(Dataset entries)
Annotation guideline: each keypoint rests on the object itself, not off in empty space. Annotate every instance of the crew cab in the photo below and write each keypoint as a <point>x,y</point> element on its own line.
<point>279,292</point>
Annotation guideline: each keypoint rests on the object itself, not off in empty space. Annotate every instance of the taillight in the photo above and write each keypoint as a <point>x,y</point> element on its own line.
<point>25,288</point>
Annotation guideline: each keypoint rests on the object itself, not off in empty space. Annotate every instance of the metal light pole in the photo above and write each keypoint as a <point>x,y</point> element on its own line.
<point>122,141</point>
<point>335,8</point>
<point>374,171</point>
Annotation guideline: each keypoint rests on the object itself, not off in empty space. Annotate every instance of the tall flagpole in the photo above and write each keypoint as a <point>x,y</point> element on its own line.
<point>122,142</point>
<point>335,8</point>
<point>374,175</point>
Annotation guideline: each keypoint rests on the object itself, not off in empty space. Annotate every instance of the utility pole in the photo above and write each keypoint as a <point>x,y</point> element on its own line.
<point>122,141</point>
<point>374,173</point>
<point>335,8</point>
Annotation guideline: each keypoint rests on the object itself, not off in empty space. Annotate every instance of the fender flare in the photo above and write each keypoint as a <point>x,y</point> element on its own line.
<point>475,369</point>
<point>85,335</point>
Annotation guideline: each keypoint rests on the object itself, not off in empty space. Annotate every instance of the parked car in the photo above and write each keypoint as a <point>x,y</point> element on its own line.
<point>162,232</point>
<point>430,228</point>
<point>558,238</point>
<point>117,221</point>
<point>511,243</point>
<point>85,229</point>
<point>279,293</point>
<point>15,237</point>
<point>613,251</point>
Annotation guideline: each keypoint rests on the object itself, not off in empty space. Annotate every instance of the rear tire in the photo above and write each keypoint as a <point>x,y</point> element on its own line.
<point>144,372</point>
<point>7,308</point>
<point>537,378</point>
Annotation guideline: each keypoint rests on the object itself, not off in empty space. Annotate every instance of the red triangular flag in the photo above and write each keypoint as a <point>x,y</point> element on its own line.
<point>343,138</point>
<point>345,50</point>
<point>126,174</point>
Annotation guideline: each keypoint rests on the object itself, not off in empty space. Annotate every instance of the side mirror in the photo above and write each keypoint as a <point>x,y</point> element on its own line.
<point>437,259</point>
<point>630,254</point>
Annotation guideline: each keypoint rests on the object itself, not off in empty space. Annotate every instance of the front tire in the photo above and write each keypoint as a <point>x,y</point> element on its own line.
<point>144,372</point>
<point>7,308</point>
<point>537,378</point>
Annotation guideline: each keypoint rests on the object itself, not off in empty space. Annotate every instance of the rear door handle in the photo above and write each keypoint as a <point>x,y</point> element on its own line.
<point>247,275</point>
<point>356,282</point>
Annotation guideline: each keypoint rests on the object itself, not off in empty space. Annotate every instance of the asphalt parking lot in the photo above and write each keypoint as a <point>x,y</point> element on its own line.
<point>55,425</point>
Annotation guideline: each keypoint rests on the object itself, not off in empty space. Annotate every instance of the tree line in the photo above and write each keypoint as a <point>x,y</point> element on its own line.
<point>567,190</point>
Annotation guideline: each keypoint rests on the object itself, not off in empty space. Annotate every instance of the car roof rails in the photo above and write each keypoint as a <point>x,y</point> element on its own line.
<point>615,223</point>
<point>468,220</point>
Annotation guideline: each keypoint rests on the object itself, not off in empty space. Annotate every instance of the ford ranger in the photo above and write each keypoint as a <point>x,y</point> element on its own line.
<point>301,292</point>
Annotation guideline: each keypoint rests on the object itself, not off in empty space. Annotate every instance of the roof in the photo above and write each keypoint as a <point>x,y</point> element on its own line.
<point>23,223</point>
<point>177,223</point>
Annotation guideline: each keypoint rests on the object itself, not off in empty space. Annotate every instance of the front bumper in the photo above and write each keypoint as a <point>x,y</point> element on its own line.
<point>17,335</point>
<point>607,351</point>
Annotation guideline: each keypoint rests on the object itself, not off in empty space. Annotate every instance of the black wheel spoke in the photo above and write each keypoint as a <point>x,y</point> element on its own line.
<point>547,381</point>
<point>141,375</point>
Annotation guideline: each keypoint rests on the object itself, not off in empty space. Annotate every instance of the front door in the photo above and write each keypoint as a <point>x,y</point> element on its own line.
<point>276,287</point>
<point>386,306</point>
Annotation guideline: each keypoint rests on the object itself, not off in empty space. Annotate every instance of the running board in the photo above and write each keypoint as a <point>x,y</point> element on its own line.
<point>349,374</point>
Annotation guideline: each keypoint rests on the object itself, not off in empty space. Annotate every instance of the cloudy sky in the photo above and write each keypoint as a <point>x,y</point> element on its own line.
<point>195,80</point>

**Exercise instructions**:
The records shown above must be returned in full, exactly as written.

**Reply to the task**:
Annotation guideline: each keypoint rests on the object itself, not off in empty space. Annotate every instance of the crew cab in the photo below and write each keypoint as a <point>x,y</point> element on its own line.
<point>279,292</point>
Annotation guideline: each keypoint rests on the object itself, not off in empty space. Annotate every instance of the taillight in the photo above and write each keypoint as a <point>x,y</point> element on its own line.
<point>25,288</point>
Annotation guideline: each keypoint rests on the object itself, not off in empty space. Annotate every instance of the metal light pole in the photo above and write each keypoint as a <point>x,y</point> element on its own line.
<point>122,141</point>
<point>335,8</point>
<point>374,171</point>
Annotation guideline: each keypoint rests on the object itself, not off in empty space. Annotate every instance of the tall flagpole in the photo above and write each keypoint as a <point>x,y</point> element on its own line.
<point>122,142</point>
<point>335,8</point>
<point>374,175</point>
Annotation guideline: each keypoint rests on the object itself, not off in empty space. Annotate every instance of the utility pole in the photo above and write each keypoint as a <point>x,y</point> element on its own line.
<point>122,141</point>
<point>374,173</point>
<point>335,8</point>
Annotation guideline: each keypoint rests on the object itself, not off in empty space. Annotate every instance of the fender flare in the photo above and write each keypoint as a <point>x,y</point> element on its own line.
<point>475,369</point>
<point>85,335</point>
Annotation guideline: each keypoint rests on the object itself, not off in empty space. Annotate every instance of the parked car in the photo above and write each keypoint as a <point>x,y</point> element on its own line.
<point>162,232</point>
<point>430,228</point>
<point>558,238</point>
<point>117,221</point>
<point>511,243</point>
<point>85,229</point>
<point>279,293</point>
<point>15,237</point>
<point>613,251</point>
Annotation guideline: each keypoint rests on the object itself, not off in empty space. Annotate every instance of the rear tire in the photo above and write each keypoint as a <point>x,y</point> element on its own line.
<point>144,372</point>
<point>7,308</point>
<point>537,378</point>
Annotation guideline: each keypoint rests on the object itself, not off in empty space. Annotate every instance of the red triangular flag in the photo above and write each keypoint as a <point>x,y</point> element on its own line.
<point>343,138</point>
<point>345,50</point>
<point>126,174</point>
Annotation guideline: each keypoint rests on the object itself, not off in empty space. Annotate every instance of the side mirror in the photo above and write each keypoint as a <point>x,y</point> element on its own line.
<point>437,259</point>
<point>630,254</point>
Annotation guideline: each keypoint rests on the object itself, not off in empty space. Annotate every instance of the front tire in the photo above and write each keypoint as a <point>x,y</point> element on its own line.
<point>144,372</point>
<point>7,308</point>
<point>537,378</point>
Annotation guideline: each keypoint rests on the object itself, not off in empty space. Annotate every instance of the rear door handle in the photo above and write each keypoint as a <point>x,y</point> element on its own line.
<point>247,275</point>
<point>356,282</point>
Annotation guideline: each keypoint rests on the object itself, not off in empty space. Annotate every instance of the asphalt parking lot in the photo above and write each keypoint as a <point>x,y</point> element on its own line.
<point>55,425</point>
Annotation guideline: each keypoint rests on the object itself, not off in empty space. Annotate every instance of the tree line in the photo above and write each keypoint as a <point>x,y</point> element on its own line.
<point>567,190</point>
Annotation guideline: each keypoint rests on the object itself, not off in empty space. Annotate every instance of the car roof rails in the photo above and write each keypoint as a <point>x,y</point> element on its own line.
<point>615,223</point>
<point>468,220</point>
Annotation guideline: each keypoint rests on the object itself, not off in empty space. Annotate every instance of the ford ranger in the photo above and write each keypoint as a <point>x,y</point> element on its own line.
<point>301,292</point>
Annotation guideline: each keypoint rests on the object itself, not off in empty space. Annotate every instance of the roof in the photo above and write each keypoint as a <point>x,y</point> element on its own line.
<point>23,223</point>
<point>177,223</point>
Annotation guideline: each keypoint rests on the object itself, not off in empty space. Annotate every instance of the front bumper in the photo above and write each keypoint as a <point>x,y</point> element on its own line.
<point>17,335</point>
<point>607,351</point>
Annotation guideline: each keypoint rests on the object itself, not off in empty space. Annotate every instance of the black wheel spoke in the photo above and write each keypoint as a <point>x,y</point> element on its own line.
<point>547,381</point>
<point>141,375</point>
Annotation guideline: each keypoint rests on the object itself, not off in empty space. Annotate every instance of the front door in the photo above and write each keypoint as a <point>x,y</point> element on its own line.
<point>276,287</point>
<point>386,306</point>
Annotation guideline: each keypoint rests on the object itself, not off in empty space. Annotate every instance of the running board in the photo above and write each keypoint as a <point>x,y</point> element on its own line.
<point>349,374</point>
Annotation guideline: each keypoint rests on the object itself, not off in empty space. Annotate every instance of the cloudy sky in the photo above and write each keypoint as a <point>x,y</point> element on its own line.
<point>195,80</point>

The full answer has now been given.